TASKS TO CARRY OUT ->
1. In the Nordic climate article, reproduce word for word the text starting with "The summer of" and going on through "around €2.7 billion.".
2. According to the Nordic climate article, which country had the wettest summer in its history in 2018?

Nordic countries boost the bioeconomy in the shadow of climate change





The summer of 2018 will be remembered for unusual weather phenomena in the Nordics. Sweden, Norway, Finland and Denmark were all hit by severe droughts, causing the worst forest fires in Sweden in modern times and considerable harvest losses in agriculture. At the same time, Iceland had the wettest summer in history, creating very different but equally serious problems for farmers. These events resulted in an estimated loss of around €2.7 billion.

Severe droughts are not a future issue in the Nordic Region, they’re an issue we must tackle here and now

“This shows us that the climate crisis is already affecting our primary industries and the consequences are real and severe,” says Torfi Jóhannesson, Senior Advisor at the Nordic Council of Ministers. “We’re experiencing more extreme weather events all around the region, and we might very well start seeing the so-called 100-year weather events every five or ten years now.”

Image location labeling entries ->

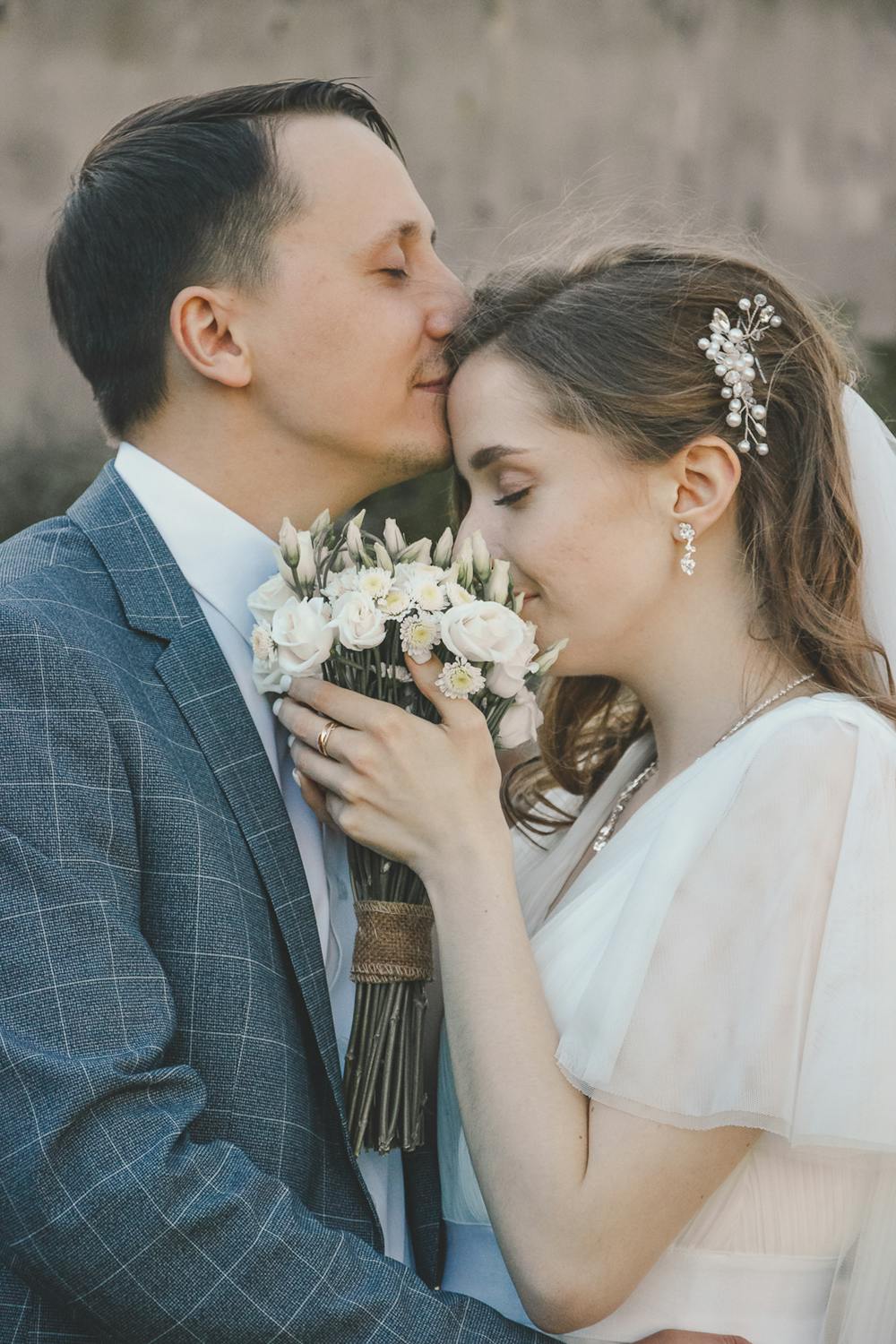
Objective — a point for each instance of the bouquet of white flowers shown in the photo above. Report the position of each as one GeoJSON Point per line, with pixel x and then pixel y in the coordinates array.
{"type": "Point", "coordinates": [349, 607]}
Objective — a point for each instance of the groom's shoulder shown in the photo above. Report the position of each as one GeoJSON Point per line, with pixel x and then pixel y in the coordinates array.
{"type": "Point", "coordinates": [51, 575]}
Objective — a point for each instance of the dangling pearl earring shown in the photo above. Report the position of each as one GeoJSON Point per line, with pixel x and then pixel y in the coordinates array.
{"type": "Point", "coordinates": [686, 534]}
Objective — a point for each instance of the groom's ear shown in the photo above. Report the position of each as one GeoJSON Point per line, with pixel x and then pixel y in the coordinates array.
{"type": "Point", "coordinates": [204, 327]}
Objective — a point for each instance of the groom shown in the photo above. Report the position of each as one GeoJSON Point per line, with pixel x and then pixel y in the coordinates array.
{"type": "Point", "coordinates": [249, 282]}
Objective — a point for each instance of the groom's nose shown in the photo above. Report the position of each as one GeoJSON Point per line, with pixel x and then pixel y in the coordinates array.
{"type": "Point", "coordinates": [447, 309]}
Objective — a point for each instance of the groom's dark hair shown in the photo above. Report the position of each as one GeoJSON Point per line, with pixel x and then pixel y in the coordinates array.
{"type": "Point", "coordinates": [185, 191]}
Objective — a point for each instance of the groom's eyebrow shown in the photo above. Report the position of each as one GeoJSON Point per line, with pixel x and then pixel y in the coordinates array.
{"type": "Point", "coordinates": [485, 456]}
{"type": "Point", "coordinates": [408, 231]}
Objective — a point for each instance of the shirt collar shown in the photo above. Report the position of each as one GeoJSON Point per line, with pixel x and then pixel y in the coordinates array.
{"type": "Point", "coordinates": [222, 556]}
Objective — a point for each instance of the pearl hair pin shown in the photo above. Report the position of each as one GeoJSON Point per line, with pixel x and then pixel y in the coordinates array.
{"type": "Point", "coordinates": [731, 349]}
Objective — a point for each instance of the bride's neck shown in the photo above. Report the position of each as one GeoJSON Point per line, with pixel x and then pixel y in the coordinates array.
{"type": "Point", "coordinates": [705, 675]}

TASK-BY-TASK ANSWERS ->
1.
The summer of 2018 will be remembered for unusual weather phenomena in the Nordics. Sweden, Norway, Finland and Denmark were all hit by severe droughts, causing the worst forest fires in Sweden in modern times and considerable harvest losses in agriculture. At the same time, Iceland had the wettest summer in history, creating very different but equally serious problems for farmers. These events resulted in an estimated loss of around €2.7 billion.

2. Iceland